#### TEXT EXCERPT
^^^^^^^^^^^^^^^^
Low-level Debugger (LLDB) Extension for Structure Visualization

Low-level Debugger (LLDB) Extension for Structure Visualization

Maxence Menager
Maxence Menager
5 Min Read

Debuggers are essential tools to dig into code issues. They can be a huge time-saver for developers.

However, debuggers need help to correctly handle nontrivial data structures. They need the insight to understand the internals of the data model. Recursive structures found in trees are particularly challenging.

In this blog, we will see how to implement an LLDB (low-level debugger) extension to improve variable formatting. We will explore how to customize LLDB to greatly improve our data structure visualization thus our debugging efficiency. We will play with toy structures that form the base of an Abstract Syntax Tree (AST).

Data Model

The first structure we need is a chained list. Chained lists are found everywhere in C, yet they are usually painful to debug. They contain a lot of indirection forcing the user to unravel them.

Here is the simple linked list we will work with. It can contain two types of data int or Node*.
^^^^^^^^^^^^^^^^
#### TASK INSTRUCTIONS
**1.** According to the text on the LLDB extension, which two types of data can the simple linked list hold?
**2.** Recast the stretch of the entries from the line containing "Spot the electrical" through the line containing "[53, 309, 310, 405]" as a JSON list of strings, one string per line, with blank lines omitted.

Object detection data:
^^^^^^^^^^^^^^^^
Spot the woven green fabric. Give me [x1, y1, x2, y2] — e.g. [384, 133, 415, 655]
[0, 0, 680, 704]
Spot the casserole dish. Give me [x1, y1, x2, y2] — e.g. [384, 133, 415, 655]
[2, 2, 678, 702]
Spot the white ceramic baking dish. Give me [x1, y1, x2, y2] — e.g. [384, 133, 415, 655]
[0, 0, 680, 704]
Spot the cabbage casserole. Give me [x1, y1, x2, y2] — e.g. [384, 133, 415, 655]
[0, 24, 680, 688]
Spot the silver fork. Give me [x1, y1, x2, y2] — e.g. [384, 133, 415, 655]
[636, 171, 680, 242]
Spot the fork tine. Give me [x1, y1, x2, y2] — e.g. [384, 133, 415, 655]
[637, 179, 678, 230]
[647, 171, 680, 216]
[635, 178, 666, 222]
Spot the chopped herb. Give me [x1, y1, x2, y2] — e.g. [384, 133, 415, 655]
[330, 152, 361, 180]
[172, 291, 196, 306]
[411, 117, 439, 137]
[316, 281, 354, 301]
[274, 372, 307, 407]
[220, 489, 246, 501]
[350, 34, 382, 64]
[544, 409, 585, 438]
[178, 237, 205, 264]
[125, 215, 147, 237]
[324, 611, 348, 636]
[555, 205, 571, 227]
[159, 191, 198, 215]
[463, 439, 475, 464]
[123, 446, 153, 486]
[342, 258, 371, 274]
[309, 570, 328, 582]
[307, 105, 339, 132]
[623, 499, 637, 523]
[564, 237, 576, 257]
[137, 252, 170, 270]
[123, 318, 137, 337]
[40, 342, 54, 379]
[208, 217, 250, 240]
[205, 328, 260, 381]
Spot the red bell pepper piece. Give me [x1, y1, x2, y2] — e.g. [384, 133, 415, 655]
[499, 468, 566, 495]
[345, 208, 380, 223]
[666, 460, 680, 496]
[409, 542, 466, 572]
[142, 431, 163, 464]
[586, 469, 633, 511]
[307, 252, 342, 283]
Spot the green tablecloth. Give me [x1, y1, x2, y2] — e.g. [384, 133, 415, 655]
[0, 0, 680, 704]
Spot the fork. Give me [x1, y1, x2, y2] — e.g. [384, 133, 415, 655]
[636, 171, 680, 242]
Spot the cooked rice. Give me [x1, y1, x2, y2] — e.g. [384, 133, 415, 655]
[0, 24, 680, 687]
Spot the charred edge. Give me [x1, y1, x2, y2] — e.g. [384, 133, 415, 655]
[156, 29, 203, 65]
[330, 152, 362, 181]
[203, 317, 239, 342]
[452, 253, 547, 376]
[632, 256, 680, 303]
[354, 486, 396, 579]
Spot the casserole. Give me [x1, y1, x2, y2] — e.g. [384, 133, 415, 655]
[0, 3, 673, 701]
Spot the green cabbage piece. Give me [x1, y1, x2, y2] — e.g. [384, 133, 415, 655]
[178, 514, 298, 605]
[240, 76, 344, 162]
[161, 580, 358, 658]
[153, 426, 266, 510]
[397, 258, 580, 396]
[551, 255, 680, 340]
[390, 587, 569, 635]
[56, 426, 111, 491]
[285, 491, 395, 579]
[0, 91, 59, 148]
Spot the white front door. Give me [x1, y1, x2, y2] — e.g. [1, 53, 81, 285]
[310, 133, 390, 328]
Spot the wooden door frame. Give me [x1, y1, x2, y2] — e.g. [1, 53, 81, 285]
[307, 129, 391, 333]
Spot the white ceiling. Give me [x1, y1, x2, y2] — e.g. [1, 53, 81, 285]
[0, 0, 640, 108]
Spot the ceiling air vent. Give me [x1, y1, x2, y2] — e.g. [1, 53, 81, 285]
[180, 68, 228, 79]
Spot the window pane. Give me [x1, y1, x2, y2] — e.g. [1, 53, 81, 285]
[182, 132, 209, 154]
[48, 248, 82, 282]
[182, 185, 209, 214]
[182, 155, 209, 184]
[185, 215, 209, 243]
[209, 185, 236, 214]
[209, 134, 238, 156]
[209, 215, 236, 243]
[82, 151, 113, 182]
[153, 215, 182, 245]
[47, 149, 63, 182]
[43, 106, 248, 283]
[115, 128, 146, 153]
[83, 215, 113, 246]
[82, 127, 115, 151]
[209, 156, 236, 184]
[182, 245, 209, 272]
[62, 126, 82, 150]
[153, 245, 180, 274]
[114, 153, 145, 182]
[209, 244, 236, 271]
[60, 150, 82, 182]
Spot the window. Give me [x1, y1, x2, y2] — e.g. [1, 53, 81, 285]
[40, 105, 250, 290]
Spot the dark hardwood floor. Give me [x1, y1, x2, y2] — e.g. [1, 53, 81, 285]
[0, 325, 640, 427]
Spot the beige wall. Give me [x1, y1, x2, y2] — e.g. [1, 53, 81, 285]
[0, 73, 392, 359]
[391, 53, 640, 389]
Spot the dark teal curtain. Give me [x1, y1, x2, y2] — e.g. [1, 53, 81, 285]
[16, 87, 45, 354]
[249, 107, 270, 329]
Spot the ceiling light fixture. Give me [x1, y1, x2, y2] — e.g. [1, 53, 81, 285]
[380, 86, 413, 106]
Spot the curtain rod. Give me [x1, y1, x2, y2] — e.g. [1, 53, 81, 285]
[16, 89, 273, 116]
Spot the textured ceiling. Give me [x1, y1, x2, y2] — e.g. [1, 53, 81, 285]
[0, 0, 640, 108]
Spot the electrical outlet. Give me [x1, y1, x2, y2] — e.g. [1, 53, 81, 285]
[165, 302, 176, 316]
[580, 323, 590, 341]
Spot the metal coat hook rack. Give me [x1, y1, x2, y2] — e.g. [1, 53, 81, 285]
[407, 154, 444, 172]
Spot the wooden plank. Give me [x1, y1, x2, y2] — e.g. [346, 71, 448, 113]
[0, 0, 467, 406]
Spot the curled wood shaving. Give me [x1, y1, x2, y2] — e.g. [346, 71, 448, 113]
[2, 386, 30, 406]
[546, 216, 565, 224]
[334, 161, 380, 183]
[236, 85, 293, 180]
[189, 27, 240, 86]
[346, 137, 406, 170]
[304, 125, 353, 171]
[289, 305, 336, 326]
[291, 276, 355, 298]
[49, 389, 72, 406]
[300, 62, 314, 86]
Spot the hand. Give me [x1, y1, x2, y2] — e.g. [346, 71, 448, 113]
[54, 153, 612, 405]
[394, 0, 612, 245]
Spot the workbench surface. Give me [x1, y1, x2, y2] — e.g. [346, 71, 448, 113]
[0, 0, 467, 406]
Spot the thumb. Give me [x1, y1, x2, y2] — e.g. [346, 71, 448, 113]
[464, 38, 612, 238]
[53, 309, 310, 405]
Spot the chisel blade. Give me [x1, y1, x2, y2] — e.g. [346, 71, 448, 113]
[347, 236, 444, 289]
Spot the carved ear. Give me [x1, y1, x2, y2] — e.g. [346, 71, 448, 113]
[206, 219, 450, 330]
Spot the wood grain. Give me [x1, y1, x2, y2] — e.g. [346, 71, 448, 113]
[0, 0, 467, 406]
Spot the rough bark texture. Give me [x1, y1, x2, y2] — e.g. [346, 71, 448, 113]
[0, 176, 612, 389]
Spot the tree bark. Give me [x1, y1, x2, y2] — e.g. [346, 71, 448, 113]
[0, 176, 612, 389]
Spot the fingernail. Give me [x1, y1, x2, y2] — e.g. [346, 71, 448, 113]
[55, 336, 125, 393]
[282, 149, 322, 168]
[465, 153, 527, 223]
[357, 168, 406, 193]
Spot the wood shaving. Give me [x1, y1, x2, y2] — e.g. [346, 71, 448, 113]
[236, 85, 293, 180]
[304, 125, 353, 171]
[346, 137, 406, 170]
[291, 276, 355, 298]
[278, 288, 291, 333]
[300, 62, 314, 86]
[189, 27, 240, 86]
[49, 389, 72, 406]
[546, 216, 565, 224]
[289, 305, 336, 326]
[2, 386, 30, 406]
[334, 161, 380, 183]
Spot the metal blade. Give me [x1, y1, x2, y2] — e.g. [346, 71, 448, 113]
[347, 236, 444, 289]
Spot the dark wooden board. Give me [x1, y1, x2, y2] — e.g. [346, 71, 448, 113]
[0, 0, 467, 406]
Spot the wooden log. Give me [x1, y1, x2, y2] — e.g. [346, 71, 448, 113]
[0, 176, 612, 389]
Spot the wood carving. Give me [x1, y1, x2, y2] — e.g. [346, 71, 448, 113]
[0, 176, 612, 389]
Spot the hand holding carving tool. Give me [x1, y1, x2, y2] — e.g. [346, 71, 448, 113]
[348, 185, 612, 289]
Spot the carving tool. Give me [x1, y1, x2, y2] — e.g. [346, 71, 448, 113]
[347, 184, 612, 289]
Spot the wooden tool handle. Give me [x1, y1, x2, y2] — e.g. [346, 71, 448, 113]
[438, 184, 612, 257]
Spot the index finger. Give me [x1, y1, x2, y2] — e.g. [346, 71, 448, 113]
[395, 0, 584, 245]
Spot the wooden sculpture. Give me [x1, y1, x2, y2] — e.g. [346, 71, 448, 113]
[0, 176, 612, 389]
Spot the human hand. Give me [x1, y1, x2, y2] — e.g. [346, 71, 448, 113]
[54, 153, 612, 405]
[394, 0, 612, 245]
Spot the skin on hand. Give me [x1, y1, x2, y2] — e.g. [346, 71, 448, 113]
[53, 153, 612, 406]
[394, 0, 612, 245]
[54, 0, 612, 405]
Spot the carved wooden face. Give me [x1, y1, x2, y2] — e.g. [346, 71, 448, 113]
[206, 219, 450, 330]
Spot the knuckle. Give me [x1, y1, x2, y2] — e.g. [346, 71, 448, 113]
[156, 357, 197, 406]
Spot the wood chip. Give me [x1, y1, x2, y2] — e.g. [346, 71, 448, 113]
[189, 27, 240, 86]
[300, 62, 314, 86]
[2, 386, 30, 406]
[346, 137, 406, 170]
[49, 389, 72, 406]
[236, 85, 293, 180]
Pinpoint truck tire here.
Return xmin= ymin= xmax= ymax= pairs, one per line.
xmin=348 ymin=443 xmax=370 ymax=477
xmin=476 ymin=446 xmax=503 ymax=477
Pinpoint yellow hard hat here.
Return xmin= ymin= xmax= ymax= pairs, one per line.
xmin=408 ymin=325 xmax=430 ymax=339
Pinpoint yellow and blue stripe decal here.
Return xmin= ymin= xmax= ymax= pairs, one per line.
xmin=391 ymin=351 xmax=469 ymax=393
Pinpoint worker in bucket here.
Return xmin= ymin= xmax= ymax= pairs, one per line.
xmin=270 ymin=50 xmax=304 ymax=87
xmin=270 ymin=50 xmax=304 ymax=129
^^^^^^^^^^^^^^^^
#### SOLUTION LIST
**1.** It can hold int or Node*.

**2.**
[
  "Spot the electrical outlet. Give me [x1, y1, x2, y2] — e.g. [1, 53, 81, 285]",
  "[165, 302, 176, 316]",
  "[580, 323, 590, 341]",
  "Spot the metal coat hook rack. Give me [x1, y1, x2, y2] — e.g. [1, 53, 81, 285]",
  "[407, 154, 444, 172]",
  "Spot the wooden plank. Give me [x1, y1, x2, y2] — e.g. [346, 71, 448, 113]",
  "[0, 0, 467, 406]",
  "Spot the curled wood shaving. Give me [x1, y1, x2, y2] — e.g. [346, 71, 448, 113]",
  "[2, 386, 30, 406]",
  "[546, 216, 565, 224]",
  "[334, 161, 380, 183]",
  "[236, 85, 293, 180]",
  "[189, 27, 240, 86]",
  "[346, 137, 406, 170]",
  "[304, 125, 353, 171]",
  "[289, 305, 336, 326]",
  "[291, 276, 355, 298]",
  "[49, 389, 72, 406]",
  "[300, 62, 314, 86]",
  "Spot the hand. Give me [x1, y1, x2, y2] — e.g. [346, 71, 448, 113]",
  "[54, 153, 612, 405]",
  "[394, 0, 612, 245]",
  "Spot the workbench surface. Give me [x1, y1, x2, y2] — e.g. [346, 71, 448, 113]",
  "[0, 0, 467, 406]",
  "Spot the thumb. Give me [x1, y1, x2, y2] — e.g. [346, 71, 448, 113]",
  "[464, 38, 612, 238]",
  "[53, 309, 310, 405]"
]